Re: Beam 2.28.0 objectReuse and fasterCopy for FlinkPipelineOption

2021-04-12 Thread Eleanore Jin
Thanks a lot Jan,

Im clear now.

Best,
Eleanore

On Mon, Apr 12, 2021 at 11:22 AM Jan Lukavský  wrote:

> Hi Eleanore,
>
> that's a good question. :)
>
> There has been discussion about this in the PR of the mentioned Jira [1].
> Generally, objectReuse enables Flink to hypothetically reuse instances of
> deserialized objects instead of creating new ones. But due to how Beam
> defines Coders it creates new instances nevertheless. See the discussion
> for details.
>
>  Jan
>
> [1] https://github.com/apache/beam/pull/13240#issuecomment-721635620
> On 4/12/21 7:29 PM, Eleanore Jin wrote:
>
> Hi Jan,
>
> Thanks a lot for the reply! This helps, I wonder if you have any idea
> whats the difference between fasterCopy vs objectReuse option?
>
> Eleanore
>
> On Fri, Apr 9, 2021 at 11:53 AM Jan Lukavský  wrote:
>
>> Hi Eleanore,
>>
>> the --fasterCopy option disables clone between operators (see [1]). It
>> should be safe to use it, unless your pipeline outputs an object and
>> later modifies the same instance. This is generally not supported by the
>> Beam model and is considered to be an user error. FlinkRunner
>> historically chose a way of "better-safe-than-sorry" approach and
>> explicitly cloned every received object between (non-shuffle) operators.

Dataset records

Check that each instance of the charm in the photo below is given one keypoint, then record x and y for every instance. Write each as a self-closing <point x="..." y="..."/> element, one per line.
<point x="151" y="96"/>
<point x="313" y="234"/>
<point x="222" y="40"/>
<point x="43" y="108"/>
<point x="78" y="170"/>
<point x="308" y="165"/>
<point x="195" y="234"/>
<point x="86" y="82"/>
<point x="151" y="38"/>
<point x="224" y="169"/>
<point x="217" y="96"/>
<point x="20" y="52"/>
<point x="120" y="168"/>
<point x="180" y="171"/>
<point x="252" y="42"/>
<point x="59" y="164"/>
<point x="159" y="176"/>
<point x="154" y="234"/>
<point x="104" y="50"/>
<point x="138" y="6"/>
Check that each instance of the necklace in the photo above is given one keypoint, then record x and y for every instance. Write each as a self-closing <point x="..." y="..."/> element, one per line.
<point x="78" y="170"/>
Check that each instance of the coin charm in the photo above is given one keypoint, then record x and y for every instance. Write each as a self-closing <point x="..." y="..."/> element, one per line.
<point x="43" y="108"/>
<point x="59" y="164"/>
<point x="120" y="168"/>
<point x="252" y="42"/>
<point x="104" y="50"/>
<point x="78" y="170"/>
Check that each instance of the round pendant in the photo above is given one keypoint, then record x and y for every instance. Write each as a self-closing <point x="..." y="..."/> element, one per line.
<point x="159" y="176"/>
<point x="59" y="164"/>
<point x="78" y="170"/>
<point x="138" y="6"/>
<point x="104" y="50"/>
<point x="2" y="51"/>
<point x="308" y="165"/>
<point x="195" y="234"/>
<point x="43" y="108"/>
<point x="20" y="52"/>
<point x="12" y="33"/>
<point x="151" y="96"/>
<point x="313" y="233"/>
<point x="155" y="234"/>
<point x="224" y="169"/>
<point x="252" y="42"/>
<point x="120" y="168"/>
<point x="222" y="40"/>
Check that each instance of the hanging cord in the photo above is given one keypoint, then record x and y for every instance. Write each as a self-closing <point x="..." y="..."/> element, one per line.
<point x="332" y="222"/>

● Exercise:
Answer these questions from the thread on Beam's objectReuse and fasterCopy options:
1. What does the --fasterCopy option disable?
2. What does objectReuse hypothetically let Flink do?
3. What approach did FlinkRunner historically take with objects received between non-shuffle operators?

● Answer to this problem:
1. Clone between operators.
2. Reuse instances of deserialized objects instead of creating new ones.
3. A "better-safe-than-sorry" approach: it explicitly cloned every received object between (non-shuffle) operators.